GIVEN INFORMATION —
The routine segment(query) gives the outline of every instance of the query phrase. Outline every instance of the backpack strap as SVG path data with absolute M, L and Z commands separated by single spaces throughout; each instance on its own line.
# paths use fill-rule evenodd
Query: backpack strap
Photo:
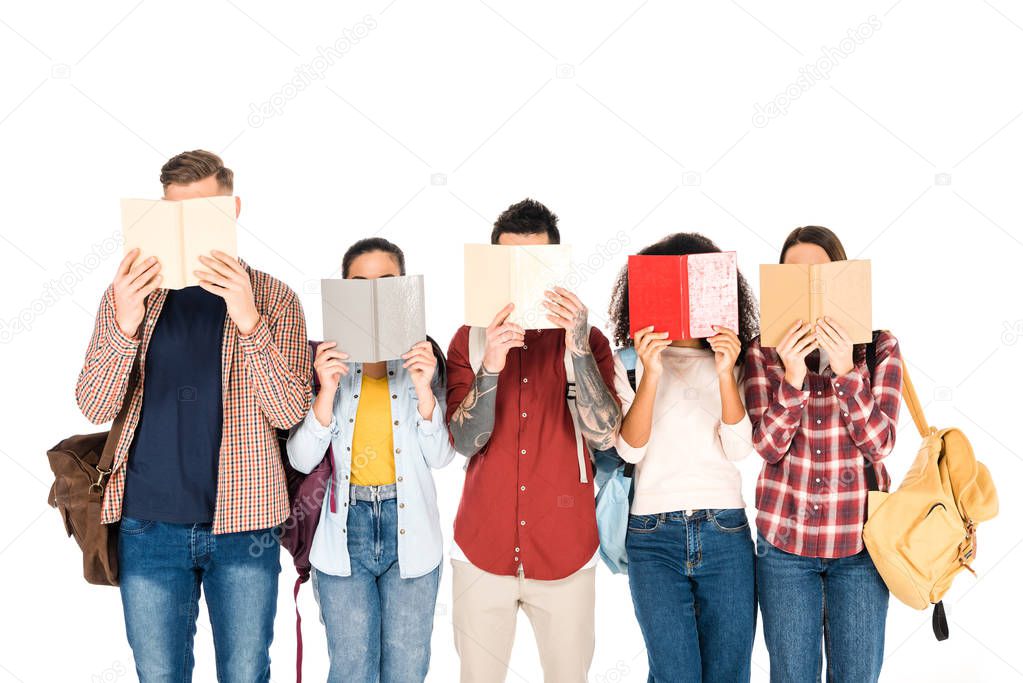
M 618 358 L 622 361 L 622 365 L 625 366 L 625 375 L 629 378 L 629 386 L 632 390 L 636 390 L 636 360 L 638 355 L 636 354 L 635 346 L 626 346 L 618 351 Z
M 939 600 L 931 613 L 931 630 L 938 640 L 948 640 L 948 619 L 945 617 L 945 602 Z
M 625 376 L 629 380 L 629 386 L 632 387 L 633 391 L 636 391 L 636 361 L 639 355 L 636 353 L 635 346 L 625 346 L 618 350 L 618 359 L 622 361 L 622 366 L 625 368 Z M 622 461 L 622 476 L 627 479 L 631 479 L 633 473 L 636 471 L 635 463 Z M 630 491 L 631 494 L 631 491 Z
M 487 328 L 469 328 L 469 365 L 472 367 L 472 374 L 476 374 L 483 367 L 483 354 L 487 350 Z

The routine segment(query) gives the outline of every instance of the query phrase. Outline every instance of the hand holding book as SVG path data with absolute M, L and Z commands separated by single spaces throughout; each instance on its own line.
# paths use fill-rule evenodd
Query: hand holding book
M 146 297 L 163 281 L 156 257 L 139 259 L 138 256 L 137 248 L 128 250 L 117 266 L 113 283 L 115 320 L 129 338 L 135 337 L 146 315 Z
M 259 323 L 259 311 L 252 295 L 252 280 L 248 272 L 230 254 L 214 249 L 210 256 L 199 255 L 199 263 L 209 270 L 195 270 L 199 286 L 216 294 L 227 303 L 227 314 L 234 321 L 239 334 L 250 335 Z

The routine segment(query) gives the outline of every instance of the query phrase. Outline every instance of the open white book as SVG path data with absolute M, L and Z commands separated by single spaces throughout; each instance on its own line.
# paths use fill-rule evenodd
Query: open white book
M 199 284 L 196 270 L 209 270 L 199 256 L 214 249 L 238 256 L 234 197 L 122 199 L 124 253 L 139 248 L 139 259 L 155 256 L 165 289 Z
M 487 327 L 513 303 L 508 322 L 527 330 L 553 329 L 544 291 L 564 286 L 571 270 L 572 248 L 564 244 L 466 244 L 465 324 Z

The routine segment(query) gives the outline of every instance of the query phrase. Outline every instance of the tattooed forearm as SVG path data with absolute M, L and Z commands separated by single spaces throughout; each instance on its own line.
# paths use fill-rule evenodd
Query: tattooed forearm
M 494 408 L 497 405 L 497 374 L 480 366 L 469 393 L 451 415 L 448 430 L 455 450 L 466 457 L 487 445 L 494 431 Z
M 575 405 L 579 424 L 590 447 L 605 450 L 614 445 L 622 426 L 622 410 L 604 383 L 593 354 L 572 353 L 575 369 Z

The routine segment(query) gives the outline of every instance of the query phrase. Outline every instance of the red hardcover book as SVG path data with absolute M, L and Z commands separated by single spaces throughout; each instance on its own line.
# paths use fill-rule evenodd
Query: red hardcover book
M 650 325 L 669 339 L 738 331 L 735 252 L 629 257 L 629 334 Z

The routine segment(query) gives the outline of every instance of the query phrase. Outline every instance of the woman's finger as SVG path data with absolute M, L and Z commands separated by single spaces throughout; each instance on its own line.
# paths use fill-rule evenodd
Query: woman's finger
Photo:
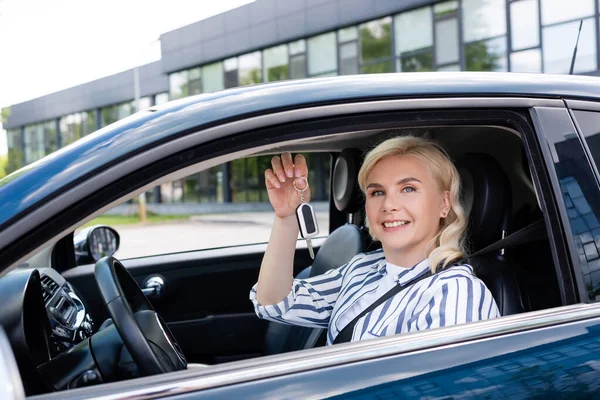
M 275 188 L 279 189 L 281 187 L 279 180 L 277 180 L 277 177 L 271 169 L 265 170 L 265 184 L 267 185 L 267 190 Z
M 302 154 L 296 154 L 294 158 L 294 175 L 296 177 L 308 178 L 308 167 L 306 166 L 306 158 Z
M 281 165 L 281 158 L 275 156 L 271 159 L 271 166 L 273 167 L 273 173 L 279 179 L 279 182 L 285 182 L 285 173 L 283 172 L 283 166 Z
M 292 162 L 292 155 L 289 151 L 281 154 L 281 161 L 283 163 L 283 171 L 288 178 L 294 177 L 294 163 Z

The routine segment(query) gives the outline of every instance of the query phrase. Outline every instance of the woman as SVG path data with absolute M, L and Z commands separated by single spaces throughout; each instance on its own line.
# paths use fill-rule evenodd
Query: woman
M 366 196 L 371 236 L 381 250 L 362 253 L 340 268 L 293 279 L 298 237 L 295 209 L 308 173 L 306 161 L 289 153 L 274 157 L 265 171 L 275 210 L 258 283 L 250 292 L 260 318 L 328 327 L 327 344 L 388 290 L 403 290 L 347 329 L 351 340 L 498 317 L 498 307 L 464 257 L 460 178 L 444 150 L 412 136 L 384 141 L 366 156 L 358 182 Z M 304 192 L 308 201 L 310 188 Z M 340 249 L 343 251 L 343 249 Z M 454 264 L 453 264 L 454 263 Z

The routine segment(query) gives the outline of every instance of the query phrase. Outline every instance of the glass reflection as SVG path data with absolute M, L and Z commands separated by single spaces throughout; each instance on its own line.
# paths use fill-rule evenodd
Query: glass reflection
M 335 32 L 308 39 L 309 76 L 337 72 Z
M 463 0 L 462 15 L 465 42 L 506 34 L 504 0 Z
M 433 13 L 435 14 L 436 19 L 454 16 L 457 11 L 458 0 L 445 1 L 433 6 Z
M 340 74 L 358 74 L 358 45 L 357 42 L 340 45 Z
M 262 82 L 260 51 L 244 54 L 238 58 L 238 81 L 240 86 Z
M 510 55 L 512 72 L 542 72 L 542 53 L 540 49 L 524 50 Z
M 456 18 L 435 23 L 435 43 L 437 65 L 458 62 L 458 20 Z
M 510 4 L 510 34 L 513 51 L 540 43 L 538 0 L 521 0 Z
M 399 57 L 397 70 L 433 70 L 433 18 L 431 7 L 405 12 L 395 17 L 394 38 Z M 419 27 L 415 30 L 415 27 Z
M 579 21 L 543 28 L 544 72 L 569 73 Z M 574 72 L 593 71 L 596 62 L 596 19 L 583 20 Z
M 20 129 L 8 129 L 6 131 L 8 147 L 8 163 L 4 170 L 7 174 L 14 172 L 24 165 L 23 141 L 21 140 Z
M 594 14 L 594 0 L 541 0 L 542 24 L 570 21 Z
M 223 61 L 225 70 L 225 88 L 238 86 L 238 62 L 237 58 L 230 58 Z
M 175 72 L 169 75 L 169 95 L 171 99 L 189 96 L 188 71 Z
M 224 78 L 223 63 L 217 62 L 202 67 L 204 92 L 211 93 L 218 90 L 223 90 L 225 88 Z
M 506 71 L 506 38 L 467 44 L 465 61 L 468 71 Z
M 289 78 L 287 45 L 283 44 L 266 49 L 263 56 L 265 82 L 275 82 Z
M 389 58 L 392 55 L 392 18 L 382 18 L 360 25 L 360 58 L 362 63 Z

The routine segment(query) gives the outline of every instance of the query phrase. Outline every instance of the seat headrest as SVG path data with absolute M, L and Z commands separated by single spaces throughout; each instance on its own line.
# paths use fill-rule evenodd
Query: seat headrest
M 331 191 L 335 207 L 352 214 L 361 209 L 363 195 L 358 186 L 362 153 L 358 149 L 344 149 L 333 167 Z
M 460 174 L 461 201 L 468 217 L 470 251 L 502 238 L 512 211 L 510 181 L 502 167 L 487 154 L 466 154 L 456 162 Z

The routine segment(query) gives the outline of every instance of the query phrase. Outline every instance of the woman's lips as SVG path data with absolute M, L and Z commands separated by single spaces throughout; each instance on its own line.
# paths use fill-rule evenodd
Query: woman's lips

DESCRIPTION OF THE TASK — Print the full listing above again with exact wording and no images.

RESPONSE BELOW —
The routine segment(query) gives the outline of every instance of the query phrase. Outline every instance of the backpack strap as SVG path data with absolute M, L and Z commands separated by single spaces throughout; each instance on its own line.
# paths use fill-rule evenodd
Query: backpack strap
Photo:
M 618 358 L 622 361 L 622 365 L 625 366 L 625 375 L 629 378 L 629 386 L 632 390 L 636 390 L 636 360 L 638 355 L 636 354 L 635 346 L 626 346 L 618 351 Z
M 939 600 L 931 613 L 931 630 L 938 640 L 948 640 L 948 619 L 945 617 L 945 602 Z
M 625 376 L 629 380 L 629 386 L 632 387 L 633 391 L 636 391 L 636 361 L 639 355 L 636 353 L 635 346 L 625 346 L 618 350 L 618 359 L 622 361 L 622 366 L 625 368 Z M 622 461 L 622 476 L 627 479 L 631 479 L 633 473 L 636 471 L 635 463 Z M 630 491 L 631 494 L 631 491 Z
M 487 328 L 469 328 L 469 365 L 472 367 L 472 374 L 476 374 L 483 367 L 483 354 L 487 350 Z

The routine segment(query) gives the outline of every instance of the query phrase. Outline every instance of the hand holding book as SVG path data with absolute M, L and Z commands separated by single spaces throughout; each instance on its own line.
# paths use fill-rule evenodd
Query: hand holding book
M 146 297 L 163 281 L 156 257 L 139 259 L 138 256 L 137 248 L 128 250 L 117 266 L 113 283 L 115 320 L 129 338 L 135 337 L 146 315 Z
M 259 323 L 259 311 L 252 295 L 252 280 L 248 272 L 230 254 L 214 249 L 210 256 L 199 255 L 199 263 L 209 270 L 195 270 L 199 286 L 216 294 L 227 303 L 227 314 L 234 321 L 239 334 L 250 335 Z

The routine segment(query) gives the outline of every instance of the query phrase. Outline every instance of the open white book as SVG path data with absolute M, L and Z commands separated by single spaces throughout; each instance on its own line.
# paths use fill-rule evenodd
Query: open white book
M 199 284 L 196 270 L 209 270 L 199 256 L 214 249 L 238 256 L 234 197 L 122 199 L 124 253 L 139 248 L 139 259 L 155 256 L 165 289 Z
M 487 327 L 513 303 L 508 322 L 527 330 L 553 329 L 544 291 L 564 286 L 571 270 L 572 248 L 564 244 L 466 244 L 465 324 Z

The routine segment(query) gives the outline of every instance of the query phrase. Outline every instance of the tattooed forearm as SVG path data with absolute M, L and Z commands separated by single spaces throughout; each instance on its own line.
# paths use fill-rule evenodd
Query: tattooed forearm
M 494 408 L 497 405 L 497 374 L 480 366 L 469 393 L 451 415 L 448 430 L 455 450 L 466 457 L 487 445 L 494 431 Z
M 575 405 L 579 424 L 590 447 L 605 450 L 614 445 L 622 426 L 622 410 L 604 383 L 593 354 L 572 353 L 575 369 Z

The routine segment(query) gives the outline of every instance of the query phrase. Outline every instance of the red hardcover book as SVG path data with absolute M, L and Z commands separated by single spaces throughout; each instance on its own line.
# paths use fill-rule evenodd
Query: red hardcover book
M 650 325 L 669 339 L 738 331 L 735 252 L 629 257 L 629 334 Z

The routine segment(query) gives the outline of every instance of the query phrase. Outline every instance of the woman's finger as SVG path data with absolute M, L and Z commands separated by single spaces throughout; each instance on its own line.
# paths use fill-rule evenodd
Query: woman's finger
Photo:
M 275 188 L 279 189 L 281 187 L 279 180 L 277 180 L 277 177 L 271 169 L 265 170 L 265 184 L 267 185 L 267 190 Z
M 302 154 L 296 154 L 294 158 L 294 175 L 296 177 L 308 178 L 308 167 L 306 166 L 306 158 Z
M 281 165 L 281 158 L 275 156 L 271 159 L 271 166 L 273 167 L 273 173 L 279 179 L 279 182 L 285 182 L 285 173 L 283 172 L 283 166 Z
M 292 162 L 292 155 L 289 151 L 281 154 L 281 161 L 283 163 L 283 171 L 288 178 L 294 177 L 294 163 Z

The routine segment(query) gives the outline of every instance of the query phrase. Outline every instance of the woman as SVG path data with absolute M, L and Z commands separated by single spaces throughout; each instance on its own line.
# paths use fill-rule evenodd
Query: woman
M 366 196 L 371 236 L 381 250 L 362 253 L 340 268 L 293 279 L 298 237 L 295 209 L 308 173 L 306 161 L 289 153 L 274 157 L 265 171 L 275 210 L 258 283 L 250 292 L 260 318 L 328 327 L 327 344 L 388 290 L 403 290 L 347 329 L 351 340 L 498 317 L 498 307 L 464 257 L 460 178 L 444 150 L 412 136 L 384 141 L 366 156 L 358 182 Z M 304 192 L 308 201 L 310 188 Z M 340 249 L 343 251 L 343 249 Z M 454 264 L 453 264 L 454 263 Z

The routine segment(query) gives the outline of every instance of the query phrase. Outline every instance of the glass reflection as SVG path data with absolute M, L and Z commands separated by single spaces throughout; each instance on its own line.
# paths use fill-rule evenodd
Query: glass reflection
M 335 32 L 308 39 L 309 76 L 337 72 Z
M 463 0 L 462 15 L 465 42 L 506 34 L 504 0 Z
M 433 13 L 435 14 L 436 19 L 454 16 L 457 11 L 458 0 L 445 1 L 433 6 Z
M 340 74 L 358 74 L 358 45 L 357 42 L 340 45 Z
M 262 82 L 260 51 L 244 54 L 238 58 L 238 81 L 240 86 Z
M 510 55 L 512 72 L 542 72 L 542 53 L 540 49 L 524 50 Z
M 456 18 L 435 23 L 435 43 L 437 65 L 458 62 L 458 20 Z
M 510 4 L 510 34 L 513 51 L 540 43 L 538 0 L 521 0 Z
M 399 57 L 397 70 L 433 70 L 433 18 L 431 7 L 405 12 L 395 17 L 394 38 Z M 419 27 L 415 30 L 415 27 Z
M 579 21 L 543 28 L 544 72 L 569 73 Z M 574 72 L 593 71 L 596 62 L 596 19 L 583 20 Z
M 20 129 L 8 129 L 6 131 L 8 147 L 8 163 L 4 170 L 7 174 L 14 172 L 24 165 L 23 141 L 21 140 Z
M 594 14 L 594 0 L 541 0 L 542 24 L 570 21 Z
M 223 61 L 225 70 L 225 88 L 238 86 L 238 62 L 237 58 L 230 58 Z
M 175 72 L 169 75 L 169 95 L 171 99 L 189 96 L 188 71 Z
M 224 78 L 223 63 L 217 62 L 202 67 L 204 92 L 211 93 L 218 90 L 223 90 L 225 88 Z
M 506 71 L 506 38 L 467 44 L 465 61 L 468 71 Z
M 289 78 L 287 45 L 283 44 L 266 49 L 263 56 L 265 82 L 275 82 Z
M 389 58 L 392 55 L 392 18 L 382 18 L 360 25 L 360 58 L 362 63 Z

The routine segment(query) gives the outline of every instance of the query phrase. Outline every instance of the seat headrest as SVG path data with absolute M, L and Z commands separated by single spaces throughout; each instance on its own line.
# paths use fill-rule evenodd
Query: seat headrest
M 331 191 L 335 207 L 352 214 L 361 209 L 363 195 L 358 186 L 362 153 L 358 149 L 344 149 L 333 167 Z
M 460 174 L 461 201 L 468 217 L 470 251 L 502 238 L 512 211 L 510 181 L 502 167 L 487 154 L 466 154 L 456 162 Z

The routine segment(query) gives the outline of every instance of the query phrase. Outline every instance of the woman's lips as SVG path data with absolute M, L and Z commands separated by single spaces throughout; each instance on its own line.
# paths use fill-rule evenodd
Query: woman's lips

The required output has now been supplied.